▸ **What is being asked**:
Locate the line that contains "Query: white truck cab" in the entries below, then repeat it and every following line through the line that contains "Where can you spot the grass?", exactly, and no others.

-- Provided material follows --

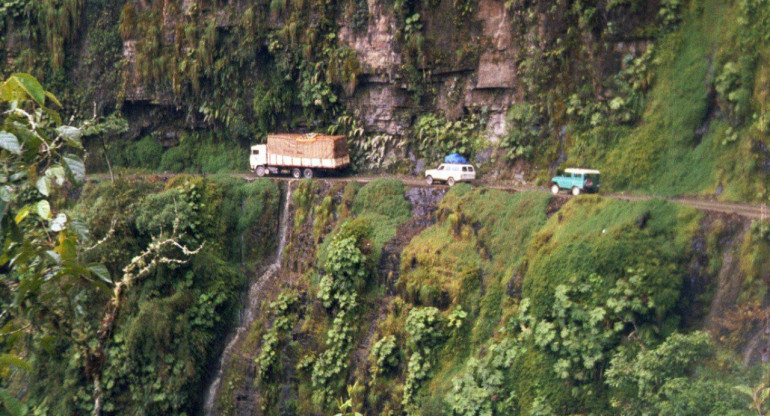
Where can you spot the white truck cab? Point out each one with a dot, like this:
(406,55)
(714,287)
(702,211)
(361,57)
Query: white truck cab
(258,156)
(451,173)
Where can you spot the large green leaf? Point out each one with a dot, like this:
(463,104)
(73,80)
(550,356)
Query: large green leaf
(76,168)
(10,143)
(53,99)
(22,214)
(71,134)
(20,86)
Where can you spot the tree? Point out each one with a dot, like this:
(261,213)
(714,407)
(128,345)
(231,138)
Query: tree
(39,262)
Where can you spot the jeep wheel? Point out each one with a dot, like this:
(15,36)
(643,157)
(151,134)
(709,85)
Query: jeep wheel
(555,189)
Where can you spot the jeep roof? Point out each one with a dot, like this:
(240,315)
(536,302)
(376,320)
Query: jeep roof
(582,171)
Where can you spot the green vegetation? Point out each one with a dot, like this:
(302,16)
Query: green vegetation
(173,322)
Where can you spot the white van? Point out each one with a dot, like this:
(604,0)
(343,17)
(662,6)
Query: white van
(450,173)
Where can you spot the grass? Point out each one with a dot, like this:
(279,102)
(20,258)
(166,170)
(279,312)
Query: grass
(664,155)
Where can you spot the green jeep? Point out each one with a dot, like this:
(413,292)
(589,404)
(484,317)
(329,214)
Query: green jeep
(577,181)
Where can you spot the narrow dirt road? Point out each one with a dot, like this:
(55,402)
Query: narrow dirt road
(745,210)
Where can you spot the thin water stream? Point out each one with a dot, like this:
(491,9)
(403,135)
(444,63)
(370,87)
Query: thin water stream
(246,316)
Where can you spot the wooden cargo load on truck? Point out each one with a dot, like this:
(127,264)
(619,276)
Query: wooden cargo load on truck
(308,150)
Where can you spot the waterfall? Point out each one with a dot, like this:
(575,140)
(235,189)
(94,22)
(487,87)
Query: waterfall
(246,316)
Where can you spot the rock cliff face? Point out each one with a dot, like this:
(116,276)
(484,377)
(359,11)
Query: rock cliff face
(471,61)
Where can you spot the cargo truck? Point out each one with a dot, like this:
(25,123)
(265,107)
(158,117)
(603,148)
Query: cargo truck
(302,155)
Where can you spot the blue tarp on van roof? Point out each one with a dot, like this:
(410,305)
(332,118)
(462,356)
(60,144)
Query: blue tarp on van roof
(455,158)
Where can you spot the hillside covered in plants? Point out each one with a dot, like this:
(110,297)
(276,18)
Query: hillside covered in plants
(143,273)
(667,97)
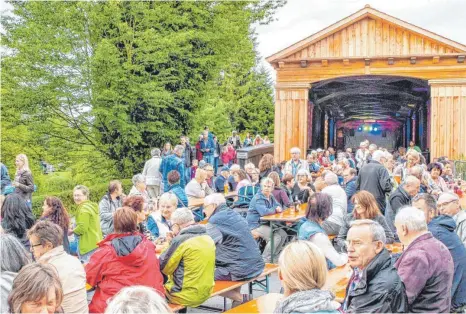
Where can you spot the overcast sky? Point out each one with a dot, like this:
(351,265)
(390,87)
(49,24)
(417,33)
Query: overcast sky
(299,19)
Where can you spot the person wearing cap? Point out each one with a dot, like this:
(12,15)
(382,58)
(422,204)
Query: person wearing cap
(235,140)
(449,204)
(375,179)
(219,184)
(295,164)
(426,266)
(361,155)
(190,282)
(237,256)
(442,228)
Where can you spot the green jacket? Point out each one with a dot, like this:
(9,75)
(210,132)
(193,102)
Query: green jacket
(88,226)
(189,263)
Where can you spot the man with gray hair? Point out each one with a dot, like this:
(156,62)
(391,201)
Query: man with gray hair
(374,178)
(153,175)
(238,257)
(442,228)
(426,266)
(374,286)
(46,240)
(189,261)
(333,223)
(292,166)
(173,162)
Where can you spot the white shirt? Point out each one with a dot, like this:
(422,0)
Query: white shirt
(339,202)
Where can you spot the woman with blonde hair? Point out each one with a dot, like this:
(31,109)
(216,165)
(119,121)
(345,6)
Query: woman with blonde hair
(303,272)
(265,165)
(278,192)
(23,183)
(158,221)
(365,207)
(36,289)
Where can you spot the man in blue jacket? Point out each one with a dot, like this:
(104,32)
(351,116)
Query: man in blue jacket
(350,177)
(263,204)
(442,228)
(207,148)
(237,256)
(4,176)
(173,162)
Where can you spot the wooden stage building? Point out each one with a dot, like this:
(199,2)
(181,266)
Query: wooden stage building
(371,71)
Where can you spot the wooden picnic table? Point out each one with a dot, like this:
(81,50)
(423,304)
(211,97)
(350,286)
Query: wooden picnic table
(288,215)
(263,304)
(281,221)
(198,202)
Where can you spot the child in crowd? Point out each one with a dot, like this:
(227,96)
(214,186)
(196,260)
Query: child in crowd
(194,168)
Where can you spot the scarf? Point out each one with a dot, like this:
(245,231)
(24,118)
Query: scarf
(307,302)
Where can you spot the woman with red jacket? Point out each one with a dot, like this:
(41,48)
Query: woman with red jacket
(124,258)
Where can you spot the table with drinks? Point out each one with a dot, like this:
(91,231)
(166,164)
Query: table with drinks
(198,202)
(286,220)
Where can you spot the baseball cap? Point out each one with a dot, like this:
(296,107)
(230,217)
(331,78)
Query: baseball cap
(447,197)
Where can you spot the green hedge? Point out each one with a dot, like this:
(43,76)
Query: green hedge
(66,196)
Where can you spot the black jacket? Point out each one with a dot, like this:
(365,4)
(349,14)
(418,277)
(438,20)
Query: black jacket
(187,156)
(398,199)
(380,289)
(374,178)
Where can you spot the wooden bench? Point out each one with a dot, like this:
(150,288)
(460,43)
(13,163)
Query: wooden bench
(225,286)
(263,304)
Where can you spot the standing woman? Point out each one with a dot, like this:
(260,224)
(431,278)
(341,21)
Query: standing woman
(87,223)
(54,211)
(17,218)
(278,192)
(167,150)
(265,166)
(23,183)
(136,202)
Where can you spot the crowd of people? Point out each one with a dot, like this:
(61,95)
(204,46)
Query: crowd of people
(137,252)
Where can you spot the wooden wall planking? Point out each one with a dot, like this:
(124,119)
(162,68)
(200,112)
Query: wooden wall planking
(372,37)
(448,120)
(291,121)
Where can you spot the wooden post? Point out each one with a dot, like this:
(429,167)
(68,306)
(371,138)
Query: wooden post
(291,119)
(448,118)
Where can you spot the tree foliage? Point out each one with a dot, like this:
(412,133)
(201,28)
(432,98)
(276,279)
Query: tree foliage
(96,84)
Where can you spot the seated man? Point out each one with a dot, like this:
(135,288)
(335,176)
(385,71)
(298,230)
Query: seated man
(46,240)
(237,257)
(426,265)
(198,187)
(375,285)
(220,181)
(401,197)
(449,204)
(189,261)
(262,204)
(443,229)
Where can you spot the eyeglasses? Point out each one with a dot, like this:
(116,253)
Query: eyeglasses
(32,246)
(355,244)
(445,204)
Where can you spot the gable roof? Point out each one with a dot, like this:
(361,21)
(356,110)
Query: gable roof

-- Provided material concluded --

▸ **Exercise output**:
Query: white truck cab
(258,156)
(451,173)
Where can you spot the large green leaf? Point out each one with a dot, like this:
(463,104)
(73,80)
(550,356)
Query: large green leaf
(76,168)
(10,143)
(53,99)
(22,214)
(71,134)
(20,86)
Where can you spot the tree? Point out each one with a dot, like this:
(261,213)
(714,407)
(128,345)
(231,138)
Query: tree
(39,262)
Where can you spot the jeep wheel? Point out each one with a dot, like this:
(15,36)
(643,157)
(151,134)
(709,85)
Query: jeep wheel
(555,189)
Where can you spot the jeep roof? Point out each one with a dot, like this:
(240,315)
(536,302)
(376,320)
Query: jeep roof
(582,171)
Where can you spot the green vegetation? Point out each one with a dot, like this:
(302,16)
Query: green vegetation
(173,322)
Where can you spot the white van? Point out each one with a dot, like this:
(604,0)
(343,17)
(662,6)
Query: white van
(450,173)
Where can you spot the grass? Point out each one with a dot, like this:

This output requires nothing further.